Work request:
Could you set down every record exactly as it appears?

________________________

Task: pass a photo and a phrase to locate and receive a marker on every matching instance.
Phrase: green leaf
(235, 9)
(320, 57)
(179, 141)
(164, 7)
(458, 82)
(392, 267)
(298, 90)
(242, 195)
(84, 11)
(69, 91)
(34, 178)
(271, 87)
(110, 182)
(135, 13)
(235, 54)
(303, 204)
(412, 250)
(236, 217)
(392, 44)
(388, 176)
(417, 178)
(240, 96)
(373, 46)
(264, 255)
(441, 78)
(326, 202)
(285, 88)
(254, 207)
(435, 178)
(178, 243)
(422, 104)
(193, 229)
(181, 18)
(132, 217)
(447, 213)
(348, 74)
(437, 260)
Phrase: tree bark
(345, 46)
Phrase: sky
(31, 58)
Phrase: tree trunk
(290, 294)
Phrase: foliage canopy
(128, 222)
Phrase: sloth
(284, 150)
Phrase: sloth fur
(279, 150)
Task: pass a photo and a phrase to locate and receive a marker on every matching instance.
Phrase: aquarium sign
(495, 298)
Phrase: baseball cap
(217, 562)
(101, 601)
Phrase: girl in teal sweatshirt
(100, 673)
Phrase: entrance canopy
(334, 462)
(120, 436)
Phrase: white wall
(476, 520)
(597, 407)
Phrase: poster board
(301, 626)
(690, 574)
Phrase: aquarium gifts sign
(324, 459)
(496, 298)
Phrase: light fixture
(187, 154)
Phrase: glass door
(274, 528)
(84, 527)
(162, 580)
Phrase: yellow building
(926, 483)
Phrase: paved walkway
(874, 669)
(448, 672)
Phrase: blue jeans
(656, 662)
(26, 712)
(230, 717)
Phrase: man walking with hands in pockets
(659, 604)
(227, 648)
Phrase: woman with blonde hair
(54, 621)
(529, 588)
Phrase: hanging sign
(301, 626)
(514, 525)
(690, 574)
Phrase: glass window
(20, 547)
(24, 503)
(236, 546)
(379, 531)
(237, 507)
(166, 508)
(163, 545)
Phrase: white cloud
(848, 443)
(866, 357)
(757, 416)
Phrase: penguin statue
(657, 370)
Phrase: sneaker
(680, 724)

________________________

Reply to the exercise:
Task: pass a photo and a phrase to locate and receive a marker on every matching instance.
Phrase: green leaf
(235, 9)
(320, 57)
(179, 141)
(164, 7)
(458, 82)
(392, 267)
(298, 90)
(242, 195)
(84, 11)
(69, 91)
(34, 178)
(271, 87)
(110, 182)
(135, 13)
(235, 54)
(303, 204)
(412, 250)
(236, 217)
(392, 44)
(388, 176)
(417, 178)
(240, 96)
(373, 46)
(264, 255)
(441, 78)
(326, 202)
(285, 88)
(254, 207)
(435, 178)
(178, 243)
(422, 104)
(193, 229)
(181, 18)
(132, 217)
(447, 213)
(348, 74)
(437, 260)
Phrase: tree bark
(345, 46)
Phrase: sky
(31, 58)
Phrase: tree trunk
(290, 294)
Phrase: foliage canopy
(128, 222)
Phrase: sloth
(284, 150)
Phrase: sloth fur
(279, 150)
Task: pass a photo and a phrase to locate and receive a marker on every matching instance.
Phrase: aquarium sign
(495, 298)
Phrase: baseball cap
(217, 562)
(101, 601)
Phrase: girl in teal sweatshirt
(100, 673)
Phrase: entrance canopy
(334, 462)
(120, 436)
Phrase: white wall
(476, 520)
(597, 407)
Phrase: poster board
(301, 626)
(690, 574)
Phrase: aquarium gifts sign
(324, 459)
(496, 298)
Phrase: light fixture
(187, 154)
Phrase: glass door
(274, 528)
(84, 527)
(162, 580)
Phrase: yellow building
(926, 483)
Phrase: paved walkway
(874, 669)
(448, 672)
Phrase: blue jeans
(656, 662)
(26, 712)
(230, 717)
Phrase: man walking with hands in pockets
(659, 604)
(227, 648)
Phrase: woman with blonde hair
(54, 621)
(529, 588)
Phrase: hanging sign
(301, 626)
(514, 525)
(690, 574)
Phrase: glass window
(20, 547)
(24, 503)
(236, 546)
(379, 531)
(237, 507)
(166, 508)
(163, 545)
Phrase: white cloud
(848, 443)
(866, 357)
(757, 416)
Phrase: penguin statue
(657, 370)
Phrase: sneaker
(680, 724)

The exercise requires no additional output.